§ EXTRACT:

** begin **

The first time the Montana Repertory Theatre at the University of Montana performed “To Kill a Mockingbird,” racial tensions ran high as the O.J. Simpson trial wrapped up. More than a decade later, the dress rehearsal for the second UM tour of the signature piece about race and justice took place the same day the United States inaugurated its first black president.

This year, the Montana Rep celebrated its 50th anniversary with another “Mockingbird” milestone — a tour of the play in China.

What originally began in 1967 as a regional touring company comprising UM theater students soon went national, with professionals from across the country joining the troupe in 1975.

And Montana Rep Artistic Director Greg Johnson has been along for that ride for 27 years.

“I never expected to be here so long,” he says.

Johnson’s accent places him from New York. He lived there for the first 20 years of his career, running the full gamut of theater experiences, from Broadway to off-Broadway.

** end **

§ WHAT IS REQUIRED: Write out the passage on the Montana Rep's history verbatim, everything from "What originally began" down to "Broadway to off-Broadway.".

§ DATA LINES:
** begin **

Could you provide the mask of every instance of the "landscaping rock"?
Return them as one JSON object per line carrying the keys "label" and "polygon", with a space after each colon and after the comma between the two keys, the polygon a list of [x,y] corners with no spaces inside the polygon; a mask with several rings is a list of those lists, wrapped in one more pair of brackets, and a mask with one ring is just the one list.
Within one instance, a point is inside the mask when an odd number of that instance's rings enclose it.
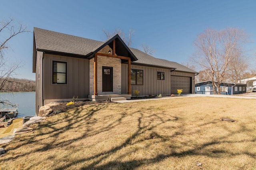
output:
{"label": "landscaping rock", "polygon": [[34,116],[30,118],[29,120],[24,123],[22,126],[23,127],[27,127],[30,125],[37,122],[40,122],[44,121],[46,118],[45,117]]}
{"label": "landscaping rock", "polygon": [[0,145],[9,143],[13,140],[14,137],[14,136],[9,135],[0,139]]}
{"label": "landscaping rock", "polygon": [[50,106],[48,105],[45,105],[40,107],[38,116],[46,116],[51,114],[52,111],[52,109],[51,109]]}
{"label": "landscaping rock", "polygon": [[0,148],[0,155],[4,154],[6,152],[5,150],[3,148]]}
{"label": "landscaping rock", "polygon": [[29,120],[45,120],[46,119],[46,117],[44,116],[34,116],[30,117]]}
{"label": "landscaping rock", "polygon": [[20,127],[19,128],[14,129],[13,130],[13,135],[15,136],[15,135],[18,134],[22,134],[30,132],[33,130],[33,128],[31,127]]}

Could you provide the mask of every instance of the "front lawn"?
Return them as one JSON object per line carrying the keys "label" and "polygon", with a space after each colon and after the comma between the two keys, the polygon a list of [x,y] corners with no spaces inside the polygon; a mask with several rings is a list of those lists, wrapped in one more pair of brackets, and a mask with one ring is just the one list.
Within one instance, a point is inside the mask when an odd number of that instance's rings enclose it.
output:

** end **

§ ANSWER TO THIS PROBLEM:
What originally began in 1967 as a regional touring company comprising UM theater students soon went national, with professionals from across the country joining the troupe in 1975.

And Montana Rep Artistic Director Greg Johnson has been along for that ride for 27 years.

“I never expected to be here so long,” he says.

Johnson’s accent places him from New York. He lived there for the first 20 years of his career, running the full gamut of theater experiences, from Broadway to off-Broadway.